• [Brief]
Gather every line of the listing below that contains the string "breast", and copy each one in full.

## Start

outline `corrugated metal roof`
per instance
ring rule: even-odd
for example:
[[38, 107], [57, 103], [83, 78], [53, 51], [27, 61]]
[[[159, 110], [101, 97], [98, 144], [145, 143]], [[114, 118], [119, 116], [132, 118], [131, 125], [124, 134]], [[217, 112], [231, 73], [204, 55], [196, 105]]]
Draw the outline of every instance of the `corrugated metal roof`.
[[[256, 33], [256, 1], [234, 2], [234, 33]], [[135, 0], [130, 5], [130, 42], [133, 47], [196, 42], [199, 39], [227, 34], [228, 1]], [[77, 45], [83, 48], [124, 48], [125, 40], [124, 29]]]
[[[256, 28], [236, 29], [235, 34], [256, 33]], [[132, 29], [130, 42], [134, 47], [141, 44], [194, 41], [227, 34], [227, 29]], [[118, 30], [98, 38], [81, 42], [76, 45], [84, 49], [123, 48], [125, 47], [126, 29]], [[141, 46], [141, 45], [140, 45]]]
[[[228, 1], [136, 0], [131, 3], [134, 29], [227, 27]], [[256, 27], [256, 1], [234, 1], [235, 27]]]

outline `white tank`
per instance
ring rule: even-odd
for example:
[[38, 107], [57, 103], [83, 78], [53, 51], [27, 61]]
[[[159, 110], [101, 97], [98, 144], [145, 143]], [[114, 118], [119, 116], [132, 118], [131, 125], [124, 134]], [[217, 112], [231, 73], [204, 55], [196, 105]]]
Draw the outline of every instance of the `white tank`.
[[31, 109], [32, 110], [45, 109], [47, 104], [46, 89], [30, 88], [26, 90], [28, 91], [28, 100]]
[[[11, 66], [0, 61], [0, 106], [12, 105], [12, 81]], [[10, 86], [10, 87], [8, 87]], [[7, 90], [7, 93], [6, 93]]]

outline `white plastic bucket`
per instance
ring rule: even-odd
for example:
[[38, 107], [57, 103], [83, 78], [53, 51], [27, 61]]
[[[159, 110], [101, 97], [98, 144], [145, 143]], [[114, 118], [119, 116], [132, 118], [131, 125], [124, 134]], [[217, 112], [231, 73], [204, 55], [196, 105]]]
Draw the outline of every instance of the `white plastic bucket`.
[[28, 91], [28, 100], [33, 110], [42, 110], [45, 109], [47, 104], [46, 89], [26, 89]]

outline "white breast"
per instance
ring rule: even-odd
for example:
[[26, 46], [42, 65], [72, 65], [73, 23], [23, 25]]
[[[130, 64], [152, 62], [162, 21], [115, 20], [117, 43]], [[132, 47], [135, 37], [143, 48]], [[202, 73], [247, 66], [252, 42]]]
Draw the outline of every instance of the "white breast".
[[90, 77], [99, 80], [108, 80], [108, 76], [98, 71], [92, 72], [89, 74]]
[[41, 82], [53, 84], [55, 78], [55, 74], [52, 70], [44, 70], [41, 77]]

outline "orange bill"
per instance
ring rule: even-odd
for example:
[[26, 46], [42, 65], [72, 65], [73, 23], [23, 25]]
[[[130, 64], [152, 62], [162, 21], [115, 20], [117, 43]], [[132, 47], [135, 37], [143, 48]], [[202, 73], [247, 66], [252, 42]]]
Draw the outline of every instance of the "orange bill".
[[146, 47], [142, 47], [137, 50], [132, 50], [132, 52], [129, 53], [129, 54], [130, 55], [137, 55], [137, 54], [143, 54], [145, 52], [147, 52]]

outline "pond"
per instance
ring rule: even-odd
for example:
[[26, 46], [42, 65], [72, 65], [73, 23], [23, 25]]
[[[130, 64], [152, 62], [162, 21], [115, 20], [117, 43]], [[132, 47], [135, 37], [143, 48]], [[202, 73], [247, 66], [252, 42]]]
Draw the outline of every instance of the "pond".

## End

• [Correct result]
outline "white breast"
Draw the outline of every instance of the "white breast".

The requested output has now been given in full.